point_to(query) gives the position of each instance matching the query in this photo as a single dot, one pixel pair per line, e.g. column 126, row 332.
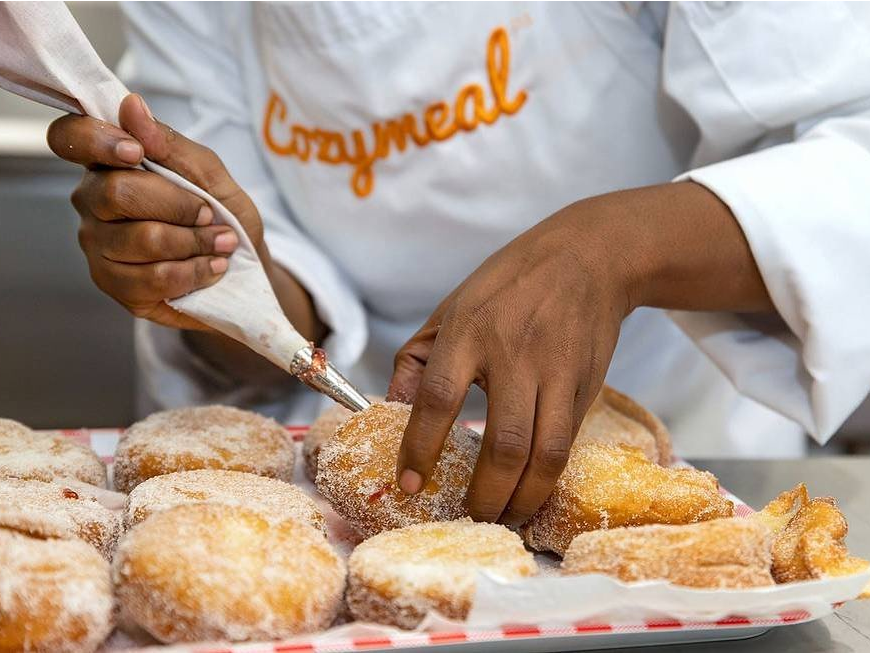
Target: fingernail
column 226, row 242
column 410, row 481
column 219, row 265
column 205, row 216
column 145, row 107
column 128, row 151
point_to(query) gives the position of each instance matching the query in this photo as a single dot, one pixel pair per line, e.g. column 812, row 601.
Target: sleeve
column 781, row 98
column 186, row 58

****************

### What this task involves
Give back the full listing above word for word, and let no picture through.

### Completed exercise
point_to(query) gives the position of each instance matching the query in this photo as a single dot, one pixel pair per line, e.g. column 126, row 332.
Target: fingernail
column 226, row 242
column 410, row 481
column 219, row 265
column 205, row 216
column 145, row 107
column 128, row 151
point_to(query) gives the position of each instance matching the query in this photo as a single dot, one pixel pair per line, e.g. column 812, row 601.
Target: sleeve
column 781, row 98
column 186, row 58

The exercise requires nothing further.